AIM OF THE TASK: State the number of lines in the items below that contain the string "seagull", with case counted. Output only that number.

RECORDS PROVIDED:

** START **

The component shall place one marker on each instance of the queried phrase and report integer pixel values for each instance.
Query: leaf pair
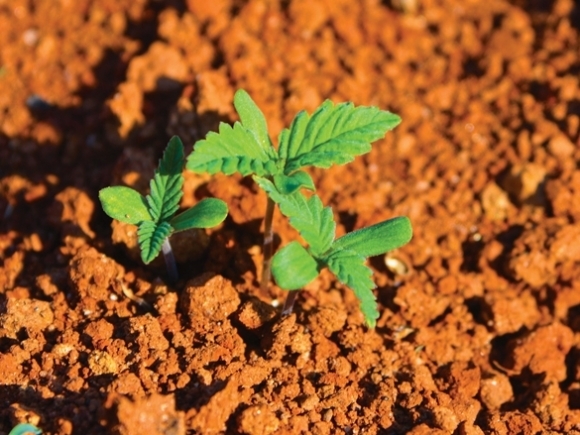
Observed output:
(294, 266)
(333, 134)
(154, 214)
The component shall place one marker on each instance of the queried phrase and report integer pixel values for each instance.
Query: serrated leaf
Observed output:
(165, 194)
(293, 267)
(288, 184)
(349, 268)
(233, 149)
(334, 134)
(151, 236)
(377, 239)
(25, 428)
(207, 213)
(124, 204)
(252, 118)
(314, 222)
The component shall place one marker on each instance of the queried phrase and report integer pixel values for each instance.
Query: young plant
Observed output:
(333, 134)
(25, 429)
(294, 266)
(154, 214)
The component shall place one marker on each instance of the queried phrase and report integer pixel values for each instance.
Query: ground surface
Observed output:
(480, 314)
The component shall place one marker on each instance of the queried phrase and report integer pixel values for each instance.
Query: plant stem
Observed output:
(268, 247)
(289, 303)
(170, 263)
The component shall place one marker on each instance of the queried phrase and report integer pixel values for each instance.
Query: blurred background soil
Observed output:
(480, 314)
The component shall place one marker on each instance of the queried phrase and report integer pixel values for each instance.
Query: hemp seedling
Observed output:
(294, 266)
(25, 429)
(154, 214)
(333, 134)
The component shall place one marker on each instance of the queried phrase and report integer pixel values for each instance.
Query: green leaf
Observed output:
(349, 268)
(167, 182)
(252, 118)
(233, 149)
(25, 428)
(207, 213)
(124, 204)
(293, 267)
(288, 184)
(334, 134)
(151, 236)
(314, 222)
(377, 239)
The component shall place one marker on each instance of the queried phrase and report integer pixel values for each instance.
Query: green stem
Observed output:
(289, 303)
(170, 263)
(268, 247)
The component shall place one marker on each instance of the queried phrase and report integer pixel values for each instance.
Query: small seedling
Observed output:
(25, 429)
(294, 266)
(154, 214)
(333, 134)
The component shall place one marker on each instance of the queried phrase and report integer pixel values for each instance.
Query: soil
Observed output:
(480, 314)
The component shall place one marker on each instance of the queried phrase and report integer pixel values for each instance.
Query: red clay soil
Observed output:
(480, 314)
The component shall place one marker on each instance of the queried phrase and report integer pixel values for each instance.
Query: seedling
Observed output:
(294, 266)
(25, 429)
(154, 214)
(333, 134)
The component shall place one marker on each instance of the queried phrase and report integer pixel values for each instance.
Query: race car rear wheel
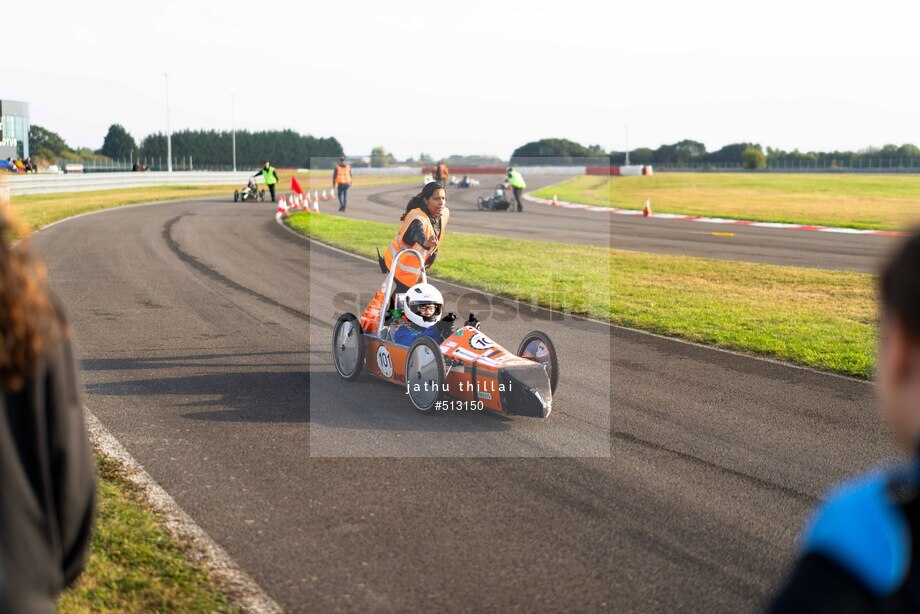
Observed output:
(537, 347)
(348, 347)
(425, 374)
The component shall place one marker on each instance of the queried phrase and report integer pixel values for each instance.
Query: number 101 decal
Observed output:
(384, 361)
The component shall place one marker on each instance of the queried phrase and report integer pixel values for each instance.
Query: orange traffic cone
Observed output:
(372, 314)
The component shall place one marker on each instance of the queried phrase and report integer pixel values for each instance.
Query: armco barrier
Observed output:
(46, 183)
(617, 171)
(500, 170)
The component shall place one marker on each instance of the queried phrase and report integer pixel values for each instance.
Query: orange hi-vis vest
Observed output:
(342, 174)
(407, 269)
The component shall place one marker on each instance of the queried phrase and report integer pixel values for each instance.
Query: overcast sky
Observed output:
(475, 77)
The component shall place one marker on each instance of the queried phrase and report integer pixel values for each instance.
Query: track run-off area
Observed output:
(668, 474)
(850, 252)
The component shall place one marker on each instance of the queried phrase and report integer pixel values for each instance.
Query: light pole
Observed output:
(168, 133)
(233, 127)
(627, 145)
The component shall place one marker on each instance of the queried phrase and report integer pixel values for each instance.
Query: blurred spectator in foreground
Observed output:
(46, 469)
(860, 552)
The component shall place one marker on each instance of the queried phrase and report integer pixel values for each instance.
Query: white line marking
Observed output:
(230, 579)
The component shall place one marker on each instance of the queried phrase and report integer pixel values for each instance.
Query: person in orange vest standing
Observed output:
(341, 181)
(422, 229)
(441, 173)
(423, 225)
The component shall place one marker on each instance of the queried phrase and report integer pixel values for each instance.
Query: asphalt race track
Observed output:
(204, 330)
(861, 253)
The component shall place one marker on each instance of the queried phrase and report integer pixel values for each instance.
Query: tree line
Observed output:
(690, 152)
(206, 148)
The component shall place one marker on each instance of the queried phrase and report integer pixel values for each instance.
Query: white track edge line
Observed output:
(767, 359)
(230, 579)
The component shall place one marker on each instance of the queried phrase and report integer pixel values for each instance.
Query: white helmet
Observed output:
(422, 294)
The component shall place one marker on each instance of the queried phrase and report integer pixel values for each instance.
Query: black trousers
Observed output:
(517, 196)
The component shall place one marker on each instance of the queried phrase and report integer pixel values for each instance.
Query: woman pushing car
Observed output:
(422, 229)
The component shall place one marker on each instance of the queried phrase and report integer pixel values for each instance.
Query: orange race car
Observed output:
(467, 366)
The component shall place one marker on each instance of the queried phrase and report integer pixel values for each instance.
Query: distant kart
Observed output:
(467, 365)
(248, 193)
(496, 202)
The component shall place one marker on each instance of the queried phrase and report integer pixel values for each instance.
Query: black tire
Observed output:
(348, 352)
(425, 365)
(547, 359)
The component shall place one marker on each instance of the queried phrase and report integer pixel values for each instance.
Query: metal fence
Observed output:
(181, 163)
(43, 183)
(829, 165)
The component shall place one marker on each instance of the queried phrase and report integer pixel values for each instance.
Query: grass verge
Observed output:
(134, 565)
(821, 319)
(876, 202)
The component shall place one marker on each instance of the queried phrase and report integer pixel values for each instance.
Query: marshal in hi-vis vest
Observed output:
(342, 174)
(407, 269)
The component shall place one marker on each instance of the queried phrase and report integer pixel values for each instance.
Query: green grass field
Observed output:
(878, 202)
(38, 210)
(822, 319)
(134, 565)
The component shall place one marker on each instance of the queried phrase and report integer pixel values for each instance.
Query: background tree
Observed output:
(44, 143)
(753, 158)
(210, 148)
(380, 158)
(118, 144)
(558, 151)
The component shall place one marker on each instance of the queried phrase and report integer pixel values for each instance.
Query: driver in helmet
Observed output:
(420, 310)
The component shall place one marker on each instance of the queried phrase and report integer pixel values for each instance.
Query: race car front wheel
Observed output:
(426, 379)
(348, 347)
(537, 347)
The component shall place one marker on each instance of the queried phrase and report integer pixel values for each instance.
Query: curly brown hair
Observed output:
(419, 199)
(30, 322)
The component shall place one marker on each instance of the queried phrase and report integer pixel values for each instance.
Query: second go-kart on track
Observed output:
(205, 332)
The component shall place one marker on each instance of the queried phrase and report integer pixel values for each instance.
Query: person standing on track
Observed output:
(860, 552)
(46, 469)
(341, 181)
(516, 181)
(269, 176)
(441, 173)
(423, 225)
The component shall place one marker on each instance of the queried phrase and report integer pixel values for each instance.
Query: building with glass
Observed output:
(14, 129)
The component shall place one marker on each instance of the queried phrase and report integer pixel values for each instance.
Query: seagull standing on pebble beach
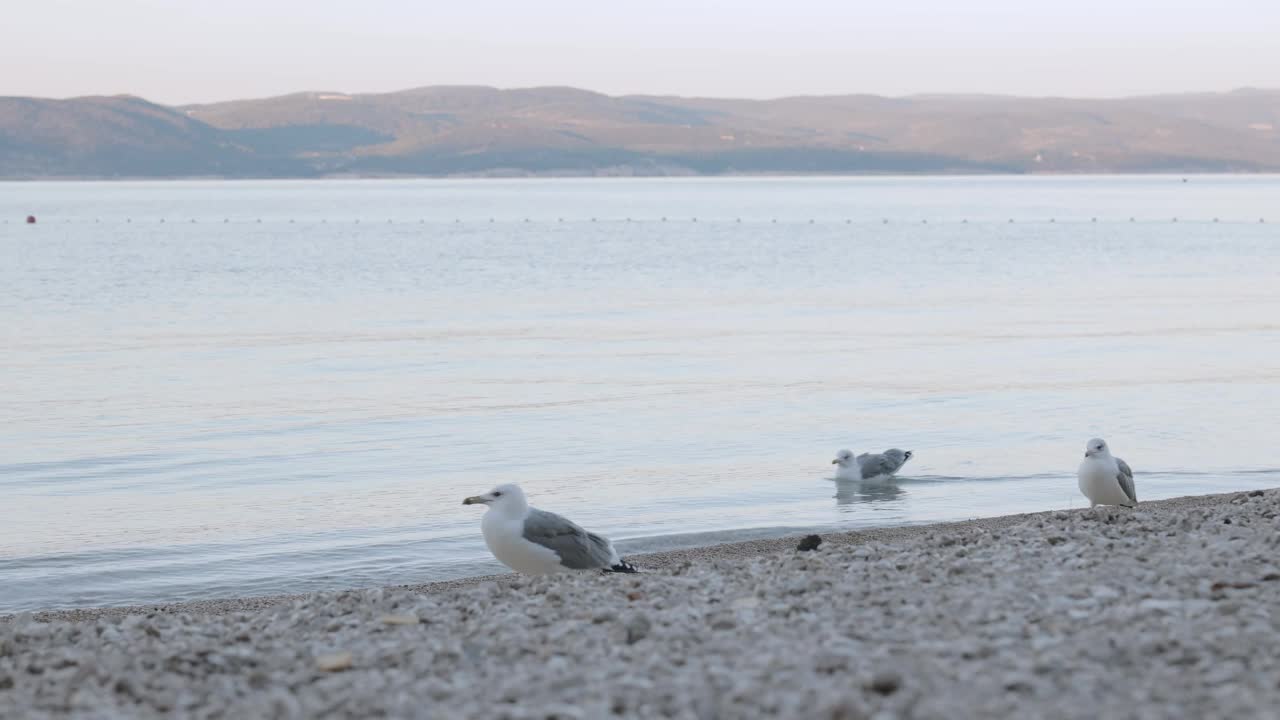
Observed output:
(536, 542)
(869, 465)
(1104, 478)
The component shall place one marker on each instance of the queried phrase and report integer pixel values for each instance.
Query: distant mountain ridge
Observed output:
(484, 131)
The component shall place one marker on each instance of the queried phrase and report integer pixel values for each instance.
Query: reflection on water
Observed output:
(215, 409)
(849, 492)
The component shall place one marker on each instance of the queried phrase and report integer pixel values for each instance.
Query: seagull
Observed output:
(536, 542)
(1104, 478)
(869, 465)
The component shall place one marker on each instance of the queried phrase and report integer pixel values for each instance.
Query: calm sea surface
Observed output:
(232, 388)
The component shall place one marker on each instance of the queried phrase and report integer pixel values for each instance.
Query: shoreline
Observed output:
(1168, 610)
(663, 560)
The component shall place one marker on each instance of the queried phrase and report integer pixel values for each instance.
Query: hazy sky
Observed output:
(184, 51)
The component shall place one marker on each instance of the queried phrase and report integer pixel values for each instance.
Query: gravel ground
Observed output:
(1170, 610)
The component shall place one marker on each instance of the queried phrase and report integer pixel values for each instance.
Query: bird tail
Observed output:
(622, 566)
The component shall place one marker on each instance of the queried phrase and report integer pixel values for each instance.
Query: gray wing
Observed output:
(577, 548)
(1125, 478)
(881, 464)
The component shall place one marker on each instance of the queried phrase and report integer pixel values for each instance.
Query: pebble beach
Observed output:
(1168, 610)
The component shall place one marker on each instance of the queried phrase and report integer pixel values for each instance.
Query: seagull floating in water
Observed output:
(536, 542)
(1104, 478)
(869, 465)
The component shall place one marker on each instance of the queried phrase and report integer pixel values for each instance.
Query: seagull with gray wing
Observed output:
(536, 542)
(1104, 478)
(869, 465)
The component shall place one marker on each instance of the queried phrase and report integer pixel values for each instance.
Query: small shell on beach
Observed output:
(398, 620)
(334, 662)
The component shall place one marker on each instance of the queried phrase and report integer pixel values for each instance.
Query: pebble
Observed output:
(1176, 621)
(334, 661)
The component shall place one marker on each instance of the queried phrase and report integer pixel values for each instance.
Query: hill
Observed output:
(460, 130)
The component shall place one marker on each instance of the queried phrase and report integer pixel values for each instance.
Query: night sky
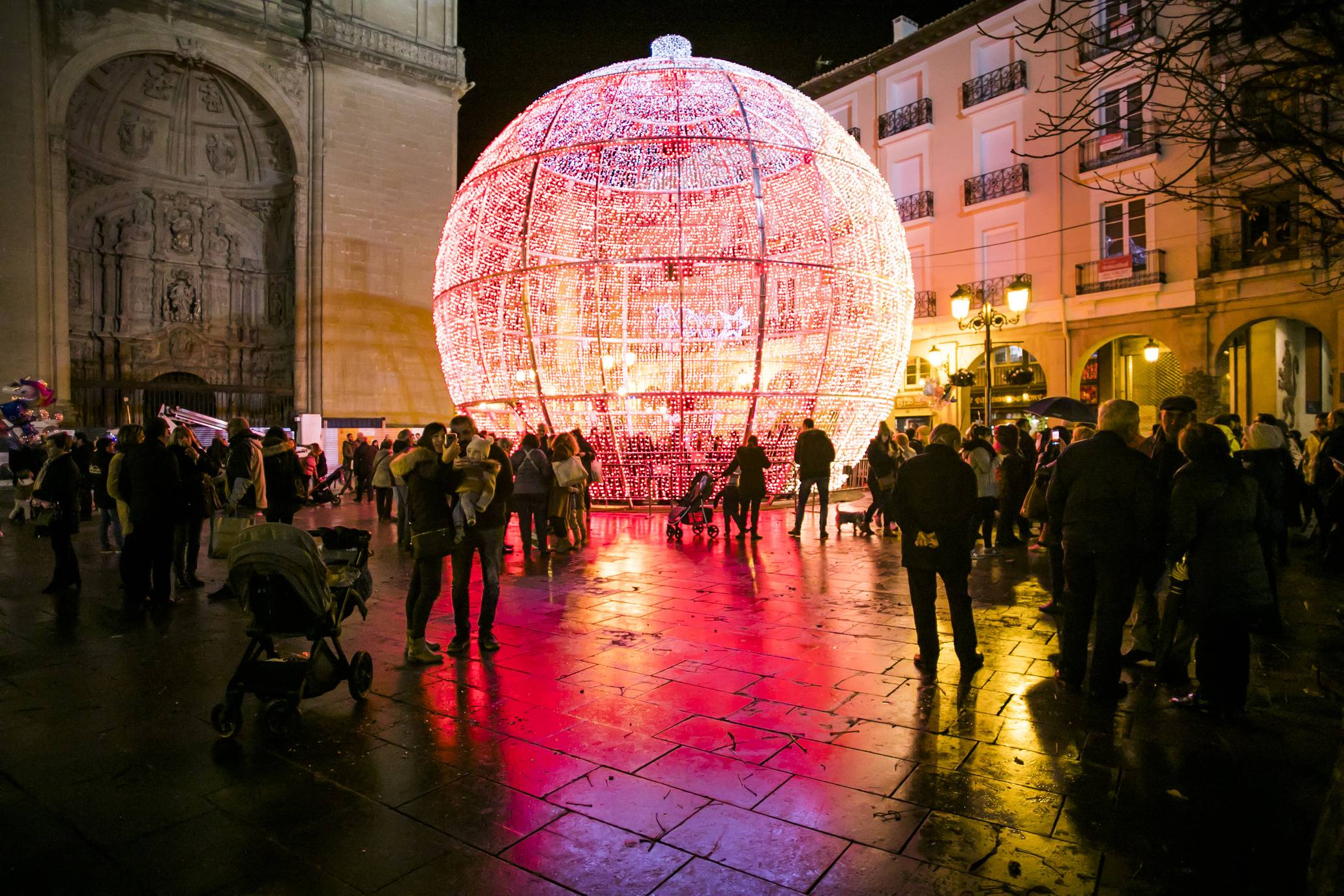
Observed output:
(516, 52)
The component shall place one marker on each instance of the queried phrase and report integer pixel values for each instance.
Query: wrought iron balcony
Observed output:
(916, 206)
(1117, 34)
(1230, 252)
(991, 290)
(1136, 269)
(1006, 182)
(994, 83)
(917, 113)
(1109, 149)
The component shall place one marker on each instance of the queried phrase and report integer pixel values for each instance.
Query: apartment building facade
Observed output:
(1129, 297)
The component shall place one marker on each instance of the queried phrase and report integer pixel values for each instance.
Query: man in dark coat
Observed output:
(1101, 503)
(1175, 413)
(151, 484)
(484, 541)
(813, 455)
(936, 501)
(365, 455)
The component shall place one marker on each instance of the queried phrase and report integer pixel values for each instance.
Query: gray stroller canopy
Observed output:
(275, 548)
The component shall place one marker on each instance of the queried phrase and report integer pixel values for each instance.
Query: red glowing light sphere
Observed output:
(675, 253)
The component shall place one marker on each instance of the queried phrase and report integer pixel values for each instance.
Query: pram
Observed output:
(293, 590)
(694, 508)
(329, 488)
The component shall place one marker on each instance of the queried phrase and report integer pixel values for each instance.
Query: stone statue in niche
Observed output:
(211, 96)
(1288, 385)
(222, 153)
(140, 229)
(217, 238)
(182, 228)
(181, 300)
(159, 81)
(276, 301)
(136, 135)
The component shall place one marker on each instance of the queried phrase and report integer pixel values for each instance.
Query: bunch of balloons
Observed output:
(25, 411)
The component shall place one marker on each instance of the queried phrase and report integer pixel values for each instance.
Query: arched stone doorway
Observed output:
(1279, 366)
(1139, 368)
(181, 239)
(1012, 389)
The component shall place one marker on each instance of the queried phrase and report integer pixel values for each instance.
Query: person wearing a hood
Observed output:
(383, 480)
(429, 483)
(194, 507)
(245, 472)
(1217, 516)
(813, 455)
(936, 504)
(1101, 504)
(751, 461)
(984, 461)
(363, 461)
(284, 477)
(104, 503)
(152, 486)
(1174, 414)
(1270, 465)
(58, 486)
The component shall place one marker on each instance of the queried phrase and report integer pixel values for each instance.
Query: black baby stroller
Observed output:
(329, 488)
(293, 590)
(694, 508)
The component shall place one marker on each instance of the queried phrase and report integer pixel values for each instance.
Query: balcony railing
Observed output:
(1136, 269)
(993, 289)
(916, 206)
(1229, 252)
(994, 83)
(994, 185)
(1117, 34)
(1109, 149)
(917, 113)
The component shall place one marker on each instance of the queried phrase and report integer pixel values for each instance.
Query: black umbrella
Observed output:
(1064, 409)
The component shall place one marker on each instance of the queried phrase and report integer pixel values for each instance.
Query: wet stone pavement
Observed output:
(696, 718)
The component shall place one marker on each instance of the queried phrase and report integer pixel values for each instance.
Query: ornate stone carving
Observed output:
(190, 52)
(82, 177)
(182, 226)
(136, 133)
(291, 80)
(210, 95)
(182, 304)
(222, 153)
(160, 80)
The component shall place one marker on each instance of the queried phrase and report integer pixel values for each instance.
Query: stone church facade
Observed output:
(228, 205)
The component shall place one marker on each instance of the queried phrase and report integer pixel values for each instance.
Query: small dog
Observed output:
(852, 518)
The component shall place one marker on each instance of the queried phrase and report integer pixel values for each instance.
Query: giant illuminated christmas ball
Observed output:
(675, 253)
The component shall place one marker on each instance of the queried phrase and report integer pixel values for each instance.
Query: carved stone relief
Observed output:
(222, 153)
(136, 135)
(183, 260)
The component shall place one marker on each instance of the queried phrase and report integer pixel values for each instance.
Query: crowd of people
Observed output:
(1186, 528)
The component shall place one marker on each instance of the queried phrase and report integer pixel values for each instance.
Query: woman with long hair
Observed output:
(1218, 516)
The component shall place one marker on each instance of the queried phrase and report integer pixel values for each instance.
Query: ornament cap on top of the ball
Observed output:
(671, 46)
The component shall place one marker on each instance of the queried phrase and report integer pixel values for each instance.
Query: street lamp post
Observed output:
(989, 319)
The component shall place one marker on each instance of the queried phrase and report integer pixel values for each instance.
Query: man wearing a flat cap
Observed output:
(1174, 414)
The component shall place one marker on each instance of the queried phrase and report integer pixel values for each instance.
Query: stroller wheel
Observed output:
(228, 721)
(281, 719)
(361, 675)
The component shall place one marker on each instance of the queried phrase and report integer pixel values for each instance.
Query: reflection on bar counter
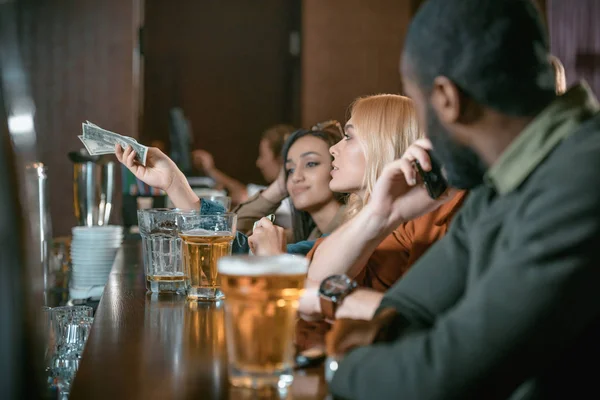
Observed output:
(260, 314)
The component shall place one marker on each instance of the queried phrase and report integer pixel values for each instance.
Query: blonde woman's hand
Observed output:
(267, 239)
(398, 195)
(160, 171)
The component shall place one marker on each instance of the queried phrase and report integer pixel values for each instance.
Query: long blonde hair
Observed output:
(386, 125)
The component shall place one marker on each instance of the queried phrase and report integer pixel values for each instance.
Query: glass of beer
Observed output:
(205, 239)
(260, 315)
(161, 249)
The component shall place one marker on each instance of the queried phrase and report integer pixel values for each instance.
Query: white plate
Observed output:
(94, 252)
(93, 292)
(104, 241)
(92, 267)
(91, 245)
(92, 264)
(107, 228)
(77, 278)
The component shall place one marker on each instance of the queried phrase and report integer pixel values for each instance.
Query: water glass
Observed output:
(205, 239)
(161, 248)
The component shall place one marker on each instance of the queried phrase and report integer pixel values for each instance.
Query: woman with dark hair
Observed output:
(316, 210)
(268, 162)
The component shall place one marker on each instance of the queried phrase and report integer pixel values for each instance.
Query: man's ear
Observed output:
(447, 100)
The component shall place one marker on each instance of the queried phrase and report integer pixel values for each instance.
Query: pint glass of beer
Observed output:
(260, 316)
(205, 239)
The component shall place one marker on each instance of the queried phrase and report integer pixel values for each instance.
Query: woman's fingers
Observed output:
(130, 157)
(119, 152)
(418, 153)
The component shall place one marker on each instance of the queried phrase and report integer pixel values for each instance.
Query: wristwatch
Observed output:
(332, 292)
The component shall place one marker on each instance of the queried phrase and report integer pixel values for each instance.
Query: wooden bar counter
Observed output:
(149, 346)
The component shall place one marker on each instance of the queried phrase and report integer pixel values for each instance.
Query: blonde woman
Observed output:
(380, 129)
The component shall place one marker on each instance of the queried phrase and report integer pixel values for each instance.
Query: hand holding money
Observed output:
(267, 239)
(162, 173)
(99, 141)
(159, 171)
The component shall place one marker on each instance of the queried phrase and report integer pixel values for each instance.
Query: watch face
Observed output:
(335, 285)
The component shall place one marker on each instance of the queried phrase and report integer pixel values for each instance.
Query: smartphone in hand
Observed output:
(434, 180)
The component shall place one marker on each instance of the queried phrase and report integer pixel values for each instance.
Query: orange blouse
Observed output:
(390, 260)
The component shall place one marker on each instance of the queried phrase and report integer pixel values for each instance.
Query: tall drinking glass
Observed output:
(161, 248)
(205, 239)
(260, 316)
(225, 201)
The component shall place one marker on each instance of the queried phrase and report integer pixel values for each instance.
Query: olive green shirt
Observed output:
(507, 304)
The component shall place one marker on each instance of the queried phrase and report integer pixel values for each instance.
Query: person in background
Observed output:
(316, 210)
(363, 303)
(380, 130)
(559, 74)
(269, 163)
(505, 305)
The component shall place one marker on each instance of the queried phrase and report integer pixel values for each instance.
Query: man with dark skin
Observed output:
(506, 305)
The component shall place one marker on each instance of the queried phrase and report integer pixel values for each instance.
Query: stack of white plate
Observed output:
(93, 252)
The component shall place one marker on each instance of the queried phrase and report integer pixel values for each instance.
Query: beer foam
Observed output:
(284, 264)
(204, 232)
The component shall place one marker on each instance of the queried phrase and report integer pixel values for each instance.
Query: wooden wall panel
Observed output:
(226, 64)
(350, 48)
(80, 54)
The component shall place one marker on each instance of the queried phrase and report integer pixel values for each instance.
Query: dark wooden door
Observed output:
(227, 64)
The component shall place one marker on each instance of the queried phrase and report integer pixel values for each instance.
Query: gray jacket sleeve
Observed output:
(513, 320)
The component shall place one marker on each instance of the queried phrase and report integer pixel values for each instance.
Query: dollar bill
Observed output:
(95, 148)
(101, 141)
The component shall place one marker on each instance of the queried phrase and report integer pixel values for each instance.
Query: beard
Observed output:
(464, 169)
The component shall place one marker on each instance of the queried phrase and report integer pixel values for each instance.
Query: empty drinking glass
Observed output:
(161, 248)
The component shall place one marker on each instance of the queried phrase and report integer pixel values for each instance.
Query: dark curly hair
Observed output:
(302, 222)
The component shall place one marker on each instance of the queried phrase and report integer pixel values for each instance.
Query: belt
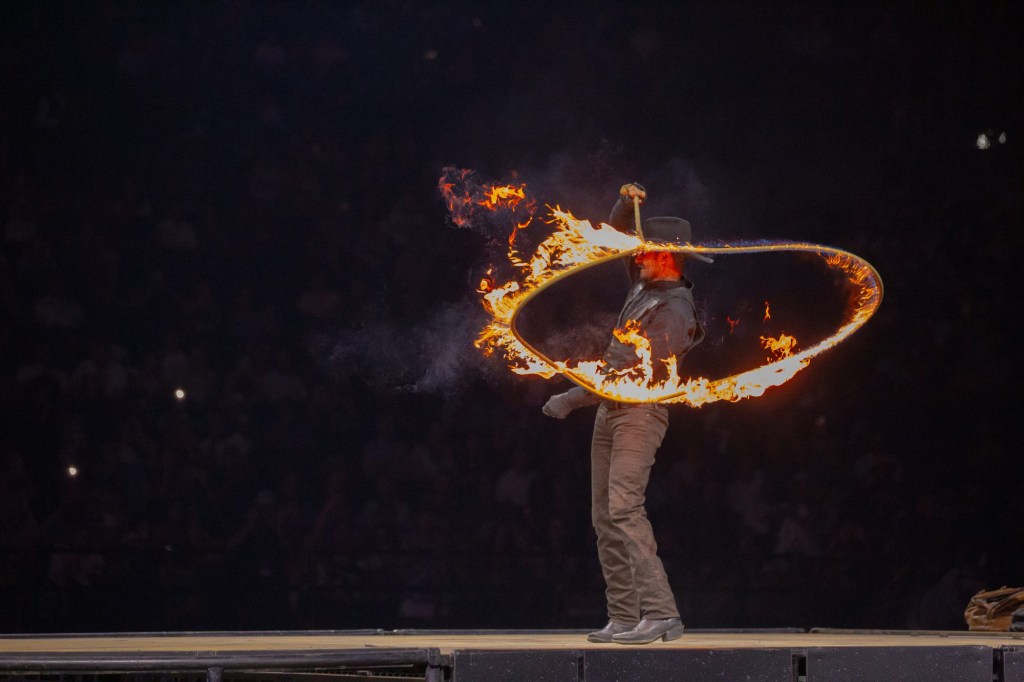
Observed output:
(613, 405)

** END **

RESULT FOR THIS TASK: 4